Beginning at the line containing "</instance>", output every line to the end of the data below exactly as it appears.

========

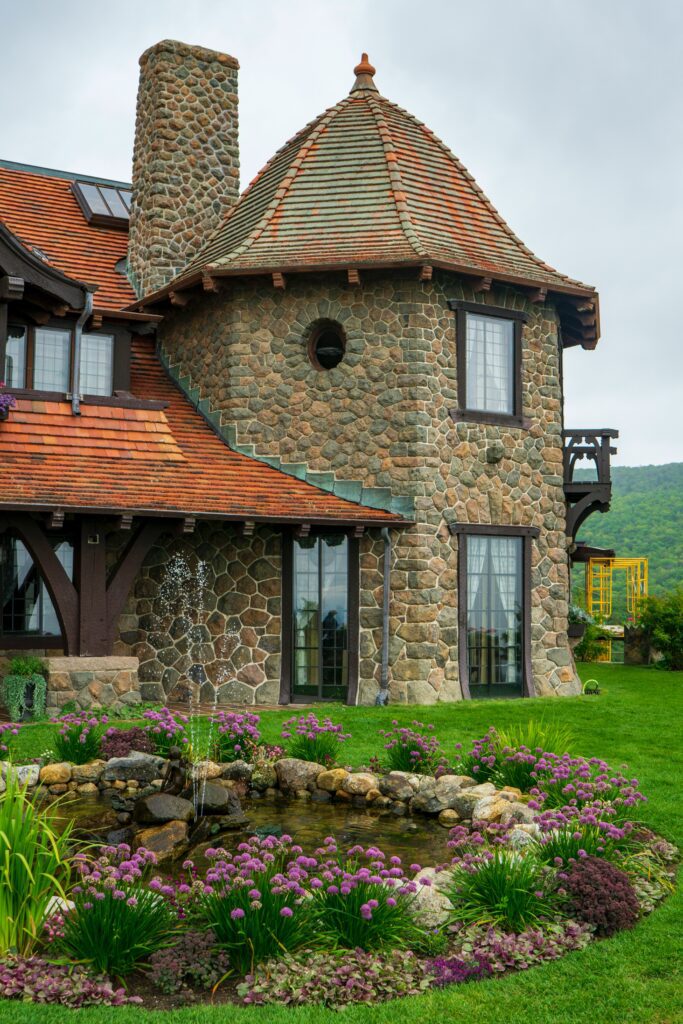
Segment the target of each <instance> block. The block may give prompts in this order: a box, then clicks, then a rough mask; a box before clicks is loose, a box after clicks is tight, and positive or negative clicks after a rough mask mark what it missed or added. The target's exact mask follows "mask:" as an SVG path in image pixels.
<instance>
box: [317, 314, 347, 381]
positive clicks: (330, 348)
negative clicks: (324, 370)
mask: <svg viewBox="0 0 683 1024" xmlns="http://www.w3.org/2000/svg"><path fill="white" fill-rule="evenodd" d="M345 348H346V345H345V343H344V335H343V333H342V330H341V328H339V327H337V326H336V325H334V324H326V325H324V326H322V327H319V328H318V329H317V330H316V331H314V332H313V334H312V335H311V338H310V342H309V347H308V354H309V356H310V361H311V362H312V364H313V366H314V367H316V368H317V369H318V370H334V368H335V367H337V366H339V364H340V362H341V360H342V359H343V358H344V351H345Z"/></svg>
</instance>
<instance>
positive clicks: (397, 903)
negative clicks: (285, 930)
mask: <svg viewBox="0 0 683 1024" xmlns="http://www.w3.org/2000/svg"><path fill="white" fill-rule="evenodd" d="M316 859H317V864H314V860H313V861H312V862H311V874H310V878H309V881H308V888H309V891H310V893H311V894H312V897H313V899H312V910H313V930H314V932H315V934H316V935H317V936H318V937H319V940H321V941H322V942H323V943H324V944H329V945H330V946H331V947H332V948H339V947H340V946H342V947H344V948H346V949H364V950H366V951H371V950H377V949H404V948H407V947H408V946H410V945H411V944H412V943H415V942H417V941H418V940H419V939H420V938H422V931H421V930H420V929H419V928H418V926H417V925H416V924H415V921H414V918H413V913H412V907H413V902H414V897H415V893H416V892H417V885H416V883H415V882H414V881H411V880H410V879H409V878H407V876H405V873H404V871H403V868H402V867H401V862H400V857H391V858H389V860H388V862H387V860H386V857H385V855H384V853H382V851H381V850H378V848H377V847H369V848H368V849H364V848H362V847H361V846H354V847H352V848H351V849H350V850H349V852H348V856H347V857H345V858H342V857H340V856H339V852H338V849H337V845H336V842H335V840H334V839H333V837H331V836H328V838H327V839H326V840H325V846H324V847H322V848H321V849H319V850H317V851H316ZM313 864H314V866H313ZM412 869H413V870H415V871H419V870H420V865H419V864H414V865H412Z"/></svg>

========

▶ _FINISHED TASK_:
</instance>
<instance>
positive clicks: (397, 903)
negative clicks: (285, 930)
mask: <svg viewBox="0 0 683 1024" xmlns="http://www.w3.org/2000/svg"><path fill="white" fill-rule="evenodd" d="M316 859H317V864H314V860H313V861H312V862H311V874H310V878H309V881H308V888H309V891H310V893H311V894H312V897H313V899H312V910H313V930H314V932H315V934H316V935H317V936H318V937H319V940H321V941H322V942H323V943H324V944H329V945H330V946H331V947H332V948H339V947H340V946H342V947H344V948H346V949H364V950H366V951H371V950H377V949H404V948H407V947H408V946H410V945H411V944H412V943H415V942H417V941H418V940H419V939H420V938H422V931H421V930H420V929H419V928H418V926H417V925H416V924H415V921H414V918H413V913H412V907H413V902H414V897H415V893H416V892H417V885H416V883H415V882H414V881H411V880H410V879H409V878H407V876H405V873H404V871H403V868H402V867H401V862H400V857H391V858H389V860H388V862H387V860H386V857H385V855H384V853H382V851H381V850H378V848H377V847H369V848H368V849H364V848H362V847H361V846H354V847H352V848H351V849H350V850H349V852H348V856H347V857H345V858H342V857H340V856H339V852H338V849H337V845H336V842H335V840H334V839H333V837H331V836H328V838H327V839H326V840H325V846H324V847H322V848H321V849H319V850H317V851H316ZM313 864H314V866H313ZM412 869H413V870H415V871H419V870H420V865H419V864H414V865H412Z"/></svg>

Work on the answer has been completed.